[[ Document passage open ]]
Navy participates in national and global biosurveillance strategy

The United States Navy is conducting advanced research and coordinating resources on the national and global level as part of an effort to prevent attacks involving biological agents, infectious diseases and food-borne illnesses.

As part of the National Strategy for Biosurveillance, which was issued by the White House in July, the Department of Defense is conducting advanced biosurveillance research at the Naval Medical Research Center in Silver Spring, Maryland. The Navy also has research units in North Africa, the Pacific, Latin America and elsewhere that support biosurveillance development.

Recently, NAMRU-2 helped Cambodia's Ministry of Health to respond to an outbreak of enterovirus 71 that killed more than 50 children.

"In a country with very limited capacity, the NAMRU may start by helping local public hospitals design a systematic collection of samples and have samples sent to one of (NMRC's) central labs to provide results while they build internal lab capacity," Capt. John W. Sanders, NMRC's commanding officer, said.

In countries with limited resources, the NAMRU constructs biosurveillance systems to ensure a more secure global response to diseases. The NAMRU also supports large scale biosurveillance in resource rich countries.

By supporting both the White House's strategy for biosurveillance and other military services, the NMRC, the NAMRUs and the Navy Medicine Office of Global Health Engagement help to forward a global health mission to secure safety and health around the world.
[[ Document passage closed ]]
_Work to complete:_ Copy the passage of the Navy biosurveillance article starting at "Navy participates in" and ending at "than 50 children.". The rows that come next are from a different source than the Navy biosurveillance article.
[[ Data listing open ]]
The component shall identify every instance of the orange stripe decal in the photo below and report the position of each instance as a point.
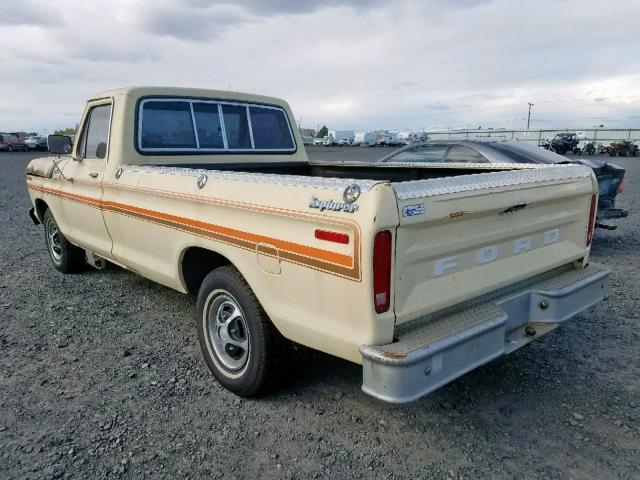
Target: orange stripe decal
(317, 258)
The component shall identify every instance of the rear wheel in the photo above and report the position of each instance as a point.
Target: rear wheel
(65, 257)
(242, 348)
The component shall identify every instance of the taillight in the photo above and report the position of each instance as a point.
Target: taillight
(592, 218)
(382, 271)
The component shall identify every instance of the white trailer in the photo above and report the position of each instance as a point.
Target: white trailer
(339, 137)
(358, 138)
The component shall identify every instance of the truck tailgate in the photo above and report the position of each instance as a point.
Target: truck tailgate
(461, 237)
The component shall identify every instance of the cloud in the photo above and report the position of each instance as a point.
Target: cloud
(193, 24)
(437, 106)
(28, 13)
(288, 7)
(406, 64)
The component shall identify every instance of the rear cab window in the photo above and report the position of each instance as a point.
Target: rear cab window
(433, 153)
(95, 132)
(464, 154)
(185, 125)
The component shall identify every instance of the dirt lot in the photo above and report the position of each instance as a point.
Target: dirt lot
(101, 377)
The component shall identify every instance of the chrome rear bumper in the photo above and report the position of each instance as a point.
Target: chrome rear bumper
(434, 350)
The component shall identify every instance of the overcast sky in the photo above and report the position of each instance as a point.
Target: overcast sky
(348, 64)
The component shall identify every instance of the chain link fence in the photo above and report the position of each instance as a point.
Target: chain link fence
(603, 135)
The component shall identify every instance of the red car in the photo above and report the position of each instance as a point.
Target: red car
(11, 143)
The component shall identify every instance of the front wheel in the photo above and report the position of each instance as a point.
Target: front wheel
(242, 348)
(65, 257)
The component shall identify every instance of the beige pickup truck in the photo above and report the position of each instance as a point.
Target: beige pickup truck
(418, 272)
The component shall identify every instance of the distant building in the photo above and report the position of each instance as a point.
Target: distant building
(307, 132)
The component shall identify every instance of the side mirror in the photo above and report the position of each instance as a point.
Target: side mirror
(59, 144)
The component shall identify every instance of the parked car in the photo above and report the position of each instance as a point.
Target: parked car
(565, 142)
(11, 143)
(209, 191)
(624, 149)
(610, 177)
(36, 143)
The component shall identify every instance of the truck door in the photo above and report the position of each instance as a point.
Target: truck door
(82, 194)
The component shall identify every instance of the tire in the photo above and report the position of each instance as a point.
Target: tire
(65, 257)
(242, 348)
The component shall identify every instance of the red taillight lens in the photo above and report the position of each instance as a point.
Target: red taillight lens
(592, 219)
(330, 236)
(382, 271)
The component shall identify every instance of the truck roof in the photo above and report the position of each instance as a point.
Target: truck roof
(143, 91)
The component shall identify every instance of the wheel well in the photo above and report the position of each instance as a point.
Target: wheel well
(197, 262)
(40, 207)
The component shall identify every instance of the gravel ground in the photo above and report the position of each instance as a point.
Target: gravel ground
[[ Data listing closed ]]
_Task solution:_
Navy participates in national and global biosurveillance strategy

The United States Navy is conducting advanced research and coordinating resources on the national and global level as part of an effort to prevent attacks involving biological agents, infectious diseases and food-borne illnesses.

As part of the National Strategy for Biosurveillance, which was issued by the White House in July, the Department of Defense is conducting advanced biosurveillance research at the Naval Medical Research Center in Silver Spring, Maryland. The Navy also has research units in North Africa, the Pacific, Latin America and elsewhere that support biosurveillance development.

Recently, NAMRU-2 helped Cambodia's Ministry of Health to respond to an outbreak of enterovirus 71 that killed more than 50 children.